Could the lines from the one with "Q: Mark a point on every instance of the insulated" through the end of the listing be restated exactly, with nothing else included?

§

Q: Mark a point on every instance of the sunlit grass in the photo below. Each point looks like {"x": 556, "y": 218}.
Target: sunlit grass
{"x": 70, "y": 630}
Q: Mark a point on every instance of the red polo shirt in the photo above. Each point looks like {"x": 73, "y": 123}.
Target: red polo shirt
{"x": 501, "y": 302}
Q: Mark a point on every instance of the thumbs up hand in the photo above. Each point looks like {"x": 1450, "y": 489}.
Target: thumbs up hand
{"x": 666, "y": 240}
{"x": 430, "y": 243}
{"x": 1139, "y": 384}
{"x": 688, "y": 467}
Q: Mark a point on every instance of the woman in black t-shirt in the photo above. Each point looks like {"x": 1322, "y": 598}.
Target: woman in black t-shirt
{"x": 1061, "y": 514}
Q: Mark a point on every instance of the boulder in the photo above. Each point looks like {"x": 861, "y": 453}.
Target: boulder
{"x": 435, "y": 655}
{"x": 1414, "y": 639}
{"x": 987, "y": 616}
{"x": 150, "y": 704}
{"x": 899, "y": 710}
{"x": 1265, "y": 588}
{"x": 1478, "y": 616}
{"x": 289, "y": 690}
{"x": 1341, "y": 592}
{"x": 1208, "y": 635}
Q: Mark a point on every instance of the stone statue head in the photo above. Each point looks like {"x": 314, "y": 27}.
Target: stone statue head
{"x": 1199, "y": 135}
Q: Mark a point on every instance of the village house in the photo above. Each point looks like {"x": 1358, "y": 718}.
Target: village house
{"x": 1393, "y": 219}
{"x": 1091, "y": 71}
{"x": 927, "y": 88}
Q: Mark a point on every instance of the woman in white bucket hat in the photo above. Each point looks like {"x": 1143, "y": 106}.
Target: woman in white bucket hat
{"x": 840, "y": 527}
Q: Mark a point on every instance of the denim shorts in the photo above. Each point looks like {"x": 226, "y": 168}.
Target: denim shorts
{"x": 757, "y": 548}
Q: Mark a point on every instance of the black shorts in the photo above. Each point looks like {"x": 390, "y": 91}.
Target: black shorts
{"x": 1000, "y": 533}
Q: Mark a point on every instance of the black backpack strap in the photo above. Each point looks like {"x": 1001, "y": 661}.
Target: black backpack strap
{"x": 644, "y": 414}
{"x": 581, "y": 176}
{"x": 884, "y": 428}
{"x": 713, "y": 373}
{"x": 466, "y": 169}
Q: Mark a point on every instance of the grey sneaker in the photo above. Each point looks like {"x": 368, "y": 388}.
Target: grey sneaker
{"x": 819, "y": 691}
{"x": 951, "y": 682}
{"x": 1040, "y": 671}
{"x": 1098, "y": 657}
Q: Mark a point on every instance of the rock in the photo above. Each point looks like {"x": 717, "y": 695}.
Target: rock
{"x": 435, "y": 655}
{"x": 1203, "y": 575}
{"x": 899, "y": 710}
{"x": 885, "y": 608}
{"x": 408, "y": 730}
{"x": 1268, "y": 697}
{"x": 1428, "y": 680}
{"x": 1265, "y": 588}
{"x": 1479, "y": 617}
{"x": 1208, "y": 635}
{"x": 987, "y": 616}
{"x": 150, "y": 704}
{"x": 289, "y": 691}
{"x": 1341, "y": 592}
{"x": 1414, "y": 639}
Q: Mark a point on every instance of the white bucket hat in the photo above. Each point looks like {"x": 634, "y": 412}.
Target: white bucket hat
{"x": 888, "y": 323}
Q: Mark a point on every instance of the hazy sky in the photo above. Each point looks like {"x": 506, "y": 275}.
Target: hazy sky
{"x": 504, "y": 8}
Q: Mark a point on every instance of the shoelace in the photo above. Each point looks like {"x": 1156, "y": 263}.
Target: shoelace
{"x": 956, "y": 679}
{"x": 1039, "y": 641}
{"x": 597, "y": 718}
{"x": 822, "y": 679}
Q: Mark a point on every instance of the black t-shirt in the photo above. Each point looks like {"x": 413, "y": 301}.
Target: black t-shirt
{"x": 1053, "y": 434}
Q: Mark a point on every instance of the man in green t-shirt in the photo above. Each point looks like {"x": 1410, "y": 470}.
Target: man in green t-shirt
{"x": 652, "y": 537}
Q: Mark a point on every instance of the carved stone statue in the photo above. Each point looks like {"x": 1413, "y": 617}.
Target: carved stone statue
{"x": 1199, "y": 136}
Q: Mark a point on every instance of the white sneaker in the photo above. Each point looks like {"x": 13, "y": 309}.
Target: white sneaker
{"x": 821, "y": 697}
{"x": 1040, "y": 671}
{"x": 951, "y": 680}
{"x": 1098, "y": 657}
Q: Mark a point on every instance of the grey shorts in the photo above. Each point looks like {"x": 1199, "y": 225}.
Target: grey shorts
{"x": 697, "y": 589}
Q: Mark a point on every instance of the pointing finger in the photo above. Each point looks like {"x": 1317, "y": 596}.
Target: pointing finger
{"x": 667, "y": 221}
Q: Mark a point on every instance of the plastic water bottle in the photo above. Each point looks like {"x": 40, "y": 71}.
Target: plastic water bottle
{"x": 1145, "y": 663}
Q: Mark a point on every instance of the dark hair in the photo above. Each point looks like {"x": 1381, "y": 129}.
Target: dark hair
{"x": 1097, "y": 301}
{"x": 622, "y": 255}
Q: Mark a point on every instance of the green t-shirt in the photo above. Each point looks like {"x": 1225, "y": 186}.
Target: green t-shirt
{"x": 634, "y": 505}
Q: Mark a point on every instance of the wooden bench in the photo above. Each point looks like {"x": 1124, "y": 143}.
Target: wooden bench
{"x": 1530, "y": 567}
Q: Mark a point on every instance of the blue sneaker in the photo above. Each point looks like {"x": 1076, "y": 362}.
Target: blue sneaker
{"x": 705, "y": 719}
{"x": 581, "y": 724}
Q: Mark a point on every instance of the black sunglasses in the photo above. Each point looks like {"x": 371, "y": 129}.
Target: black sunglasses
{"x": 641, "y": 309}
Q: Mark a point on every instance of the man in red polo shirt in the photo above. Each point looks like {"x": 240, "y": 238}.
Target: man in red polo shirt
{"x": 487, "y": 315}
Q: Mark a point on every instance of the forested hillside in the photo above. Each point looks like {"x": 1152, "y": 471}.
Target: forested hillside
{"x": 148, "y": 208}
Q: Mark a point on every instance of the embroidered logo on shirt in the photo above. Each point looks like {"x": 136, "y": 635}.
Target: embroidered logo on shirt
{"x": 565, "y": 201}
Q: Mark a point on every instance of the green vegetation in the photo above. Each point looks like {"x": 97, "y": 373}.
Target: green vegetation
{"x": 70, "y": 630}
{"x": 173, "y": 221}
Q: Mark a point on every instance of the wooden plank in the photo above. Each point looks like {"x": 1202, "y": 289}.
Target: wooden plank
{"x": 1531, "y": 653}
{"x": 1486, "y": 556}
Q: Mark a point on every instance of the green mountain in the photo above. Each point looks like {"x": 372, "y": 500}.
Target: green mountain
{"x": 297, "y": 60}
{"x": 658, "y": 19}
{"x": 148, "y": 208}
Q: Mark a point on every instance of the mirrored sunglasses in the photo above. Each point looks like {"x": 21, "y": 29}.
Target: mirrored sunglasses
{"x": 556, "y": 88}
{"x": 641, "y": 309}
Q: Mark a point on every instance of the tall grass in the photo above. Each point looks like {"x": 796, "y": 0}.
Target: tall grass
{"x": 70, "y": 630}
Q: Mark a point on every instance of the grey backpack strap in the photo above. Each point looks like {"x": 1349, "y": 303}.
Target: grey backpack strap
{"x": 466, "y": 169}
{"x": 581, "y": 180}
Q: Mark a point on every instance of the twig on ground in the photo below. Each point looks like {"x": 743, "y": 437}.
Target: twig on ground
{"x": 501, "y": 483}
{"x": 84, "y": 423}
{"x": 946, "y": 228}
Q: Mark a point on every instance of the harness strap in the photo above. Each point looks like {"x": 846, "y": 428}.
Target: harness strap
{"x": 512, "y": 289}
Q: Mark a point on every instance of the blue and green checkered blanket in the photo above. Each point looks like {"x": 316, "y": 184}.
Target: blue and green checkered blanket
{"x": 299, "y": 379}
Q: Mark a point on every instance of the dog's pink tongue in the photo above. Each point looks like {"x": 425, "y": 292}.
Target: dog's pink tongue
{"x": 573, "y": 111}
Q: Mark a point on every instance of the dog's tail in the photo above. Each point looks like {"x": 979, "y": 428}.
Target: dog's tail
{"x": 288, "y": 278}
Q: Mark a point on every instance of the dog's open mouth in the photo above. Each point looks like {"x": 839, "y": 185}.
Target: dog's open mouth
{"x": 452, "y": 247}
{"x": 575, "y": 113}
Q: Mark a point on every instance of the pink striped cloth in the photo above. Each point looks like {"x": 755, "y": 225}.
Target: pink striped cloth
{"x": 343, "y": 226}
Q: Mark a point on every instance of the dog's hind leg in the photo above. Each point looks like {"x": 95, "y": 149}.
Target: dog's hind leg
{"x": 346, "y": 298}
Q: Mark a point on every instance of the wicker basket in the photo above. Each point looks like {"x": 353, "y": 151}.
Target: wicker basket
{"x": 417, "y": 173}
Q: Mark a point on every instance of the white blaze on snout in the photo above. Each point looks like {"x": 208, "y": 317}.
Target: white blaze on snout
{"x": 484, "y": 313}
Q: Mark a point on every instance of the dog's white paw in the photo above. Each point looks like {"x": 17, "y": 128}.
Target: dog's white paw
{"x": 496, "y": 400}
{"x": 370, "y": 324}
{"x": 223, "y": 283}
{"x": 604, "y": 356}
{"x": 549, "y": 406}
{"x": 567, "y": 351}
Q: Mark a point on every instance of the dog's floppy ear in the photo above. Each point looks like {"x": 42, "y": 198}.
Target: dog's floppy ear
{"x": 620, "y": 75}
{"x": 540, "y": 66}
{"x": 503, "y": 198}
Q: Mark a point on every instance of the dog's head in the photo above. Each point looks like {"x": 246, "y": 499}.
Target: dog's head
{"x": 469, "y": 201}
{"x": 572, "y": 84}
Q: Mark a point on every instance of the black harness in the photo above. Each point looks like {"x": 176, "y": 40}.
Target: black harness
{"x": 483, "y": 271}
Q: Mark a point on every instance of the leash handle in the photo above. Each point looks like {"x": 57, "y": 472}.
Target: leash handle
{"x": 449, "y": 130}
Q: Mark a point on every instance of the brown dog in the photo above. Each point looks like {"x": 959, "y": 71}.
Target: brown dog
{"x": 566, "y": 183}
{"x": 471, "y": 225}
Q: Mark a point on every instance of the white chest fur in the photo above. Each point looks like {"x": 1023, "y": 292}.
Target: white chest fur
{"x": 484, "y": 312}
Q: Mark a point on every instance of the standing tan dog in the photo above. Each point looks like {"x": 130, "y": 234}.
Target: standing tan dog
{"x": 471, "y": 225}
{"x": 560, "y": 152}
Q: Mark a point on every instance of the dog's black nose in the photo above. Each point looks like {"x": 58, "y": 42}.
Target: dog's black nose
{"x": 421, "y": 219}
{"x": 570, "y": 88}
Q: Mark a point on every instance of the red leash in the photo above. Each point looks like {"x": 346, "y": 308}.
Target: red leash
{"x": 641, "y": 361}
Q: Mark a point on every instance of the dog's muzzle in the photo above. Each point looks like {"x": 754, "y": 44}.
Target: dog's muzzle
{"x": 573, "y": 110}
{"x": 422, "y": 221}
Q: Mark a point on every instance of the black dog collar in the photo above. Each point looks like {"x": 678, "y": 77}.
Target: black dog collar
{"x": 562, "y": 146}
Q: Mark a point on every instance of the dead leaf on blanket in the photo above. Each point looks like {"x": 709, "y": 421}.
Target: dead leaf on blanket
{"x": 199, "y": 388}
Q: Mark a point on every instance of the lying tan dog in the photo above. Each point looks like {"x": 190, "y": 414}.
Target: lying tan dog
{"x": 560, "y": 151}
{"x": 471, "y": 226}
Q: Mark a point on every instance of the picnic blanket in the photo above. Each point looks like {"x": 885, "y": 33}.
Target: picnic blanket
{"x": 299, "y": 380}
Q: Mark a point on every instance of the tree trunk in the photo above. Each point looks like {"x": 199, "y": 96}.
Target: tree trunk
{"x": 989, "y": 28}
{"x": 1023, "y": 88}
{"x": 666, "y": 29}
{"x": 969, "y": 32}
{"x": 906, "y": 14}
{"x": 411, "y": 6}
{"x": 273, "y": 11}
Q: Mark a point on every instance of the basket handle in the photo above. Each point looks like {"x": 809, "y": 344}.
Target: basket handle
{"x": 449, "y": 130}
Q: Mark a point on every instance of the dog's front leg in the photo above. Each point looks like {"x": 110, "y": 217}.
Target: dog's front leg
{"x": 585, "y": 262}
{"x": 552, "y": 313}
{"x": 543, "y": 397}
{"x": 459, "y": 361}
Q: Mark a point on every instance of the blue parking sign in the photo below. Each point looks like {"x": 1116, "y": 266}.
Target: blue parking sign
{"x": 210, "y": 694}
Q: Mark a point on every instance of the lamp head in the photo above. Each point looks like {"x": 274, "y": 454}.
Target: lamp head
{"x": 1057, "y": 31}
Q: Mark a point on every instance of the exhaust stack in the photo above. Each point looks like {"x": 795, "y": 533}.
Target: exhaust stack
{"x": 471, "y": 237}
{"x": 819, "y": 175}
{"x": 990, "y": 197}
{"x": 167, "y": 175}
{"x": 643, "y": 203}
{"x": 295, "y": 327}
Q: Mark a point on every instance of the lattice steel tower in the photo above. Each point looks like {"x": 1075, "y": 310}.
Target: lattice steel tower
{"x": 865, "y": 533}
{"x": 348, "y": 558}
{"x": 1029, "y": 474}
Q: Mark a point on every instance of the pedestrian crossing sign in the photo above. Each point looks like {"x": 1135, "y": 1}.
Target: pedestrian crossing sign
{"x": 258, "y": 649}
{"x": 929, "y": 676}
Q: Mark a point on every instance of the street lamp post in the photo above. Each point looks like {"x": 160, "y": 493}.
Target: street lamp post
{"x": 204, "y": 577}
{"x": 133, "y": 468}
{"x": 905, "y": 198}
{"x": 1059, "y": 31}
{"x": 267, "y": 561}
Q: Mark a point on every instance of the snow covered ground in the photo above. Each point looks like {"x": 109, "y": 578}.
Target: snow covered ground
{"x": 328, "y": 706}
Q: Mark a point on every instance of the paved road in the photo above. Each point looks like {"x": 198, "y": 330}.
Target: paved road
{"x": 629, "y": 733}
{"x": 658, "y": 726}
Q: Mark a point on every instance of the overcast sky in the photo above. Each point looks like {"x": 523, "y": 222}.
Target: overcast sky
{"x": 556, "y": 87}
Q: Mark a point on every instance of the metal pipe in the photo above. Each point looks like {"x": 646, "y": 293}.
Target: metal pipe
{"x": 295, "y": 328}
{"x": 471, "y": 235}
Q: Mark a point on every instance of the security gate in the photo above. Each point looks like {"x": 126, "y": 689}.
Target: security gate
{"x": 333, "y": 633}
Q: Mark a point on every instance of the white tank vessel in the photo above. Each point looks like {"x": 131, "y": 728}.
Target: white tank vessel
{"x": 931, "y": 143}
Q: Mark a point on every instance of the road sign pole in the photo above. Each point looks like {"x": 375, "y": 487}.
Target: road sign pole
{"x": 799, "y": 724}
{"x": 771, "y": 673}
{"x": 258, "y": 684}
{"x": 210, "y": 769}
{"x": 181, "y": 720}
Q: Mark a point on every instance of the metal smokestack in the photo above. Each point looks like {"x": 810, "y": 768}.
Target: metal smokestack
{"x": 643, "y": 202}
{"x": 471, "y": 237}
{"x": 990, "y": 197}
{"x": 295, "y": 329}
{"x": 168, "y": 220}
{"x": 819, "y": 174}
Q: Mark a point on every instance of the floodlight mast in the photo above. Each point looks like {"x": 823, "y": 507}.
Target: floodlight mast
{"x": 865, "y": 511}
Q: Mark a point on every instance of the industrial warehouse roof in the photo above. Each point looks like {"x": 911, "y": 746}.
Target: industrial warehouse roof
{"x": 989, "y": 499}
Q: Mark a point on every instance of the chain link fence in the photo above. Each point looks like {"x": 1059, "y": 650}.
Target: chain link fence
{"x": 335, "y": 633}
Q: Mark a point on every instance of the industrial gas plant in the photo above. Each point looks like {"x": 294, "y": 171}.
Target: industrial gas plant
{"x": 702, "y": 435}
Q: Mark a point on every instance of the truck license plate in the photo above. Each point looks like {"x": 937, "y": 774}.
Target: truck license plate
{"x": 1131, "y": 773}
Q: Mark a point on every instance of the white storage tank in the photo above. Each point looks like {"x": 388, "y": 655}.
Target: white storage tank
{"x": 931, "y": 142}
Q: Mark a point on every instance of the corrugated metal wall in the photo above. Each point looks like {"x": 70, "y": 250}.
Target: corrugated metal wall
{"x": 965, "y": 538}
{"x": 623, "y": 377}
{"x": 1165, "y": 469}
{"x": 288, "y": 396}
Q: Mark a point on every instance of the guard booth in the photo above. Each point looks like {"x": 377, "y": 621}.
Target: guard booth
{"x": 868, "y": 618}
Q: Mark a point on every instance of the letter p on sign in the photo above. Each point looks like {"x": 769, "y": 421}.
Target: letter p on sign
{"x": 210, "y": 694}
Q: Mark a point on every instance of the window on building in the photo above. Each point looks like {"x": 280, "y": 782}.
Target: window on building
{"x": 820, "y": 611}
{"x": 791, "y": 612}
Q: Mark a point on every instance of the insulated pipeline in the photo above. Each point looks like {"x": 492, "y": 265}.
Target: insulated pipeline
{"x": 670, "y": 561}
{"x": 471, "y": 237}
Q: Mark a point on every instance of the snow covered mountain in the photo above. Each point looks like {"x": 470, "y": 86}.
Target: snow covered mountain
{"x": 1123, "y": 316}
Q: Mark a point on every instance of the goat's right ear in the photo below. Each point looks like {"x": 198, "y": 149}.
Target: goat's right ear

§

### Result below
Q: Mark a point on every instance of the insulated pipeline in the photo above. Each point looks like {"x": 492, "y": 265}.
Target: insulated pipeline
{"x": 670, "y": 561}
{"x": 471, "y": 237}
Q: Mark a point on every instance of the snow covered mountain in the photo above. Each point looks like {"x": 470, "y": 86}.
Target: snow covered mountain
{"x": 1123, "y": 316}
Q: Mark a point on every instance of the goat's right ear in the photo below. Each point looks like {"x": 198, "y": 149}.
Target: goat's right ear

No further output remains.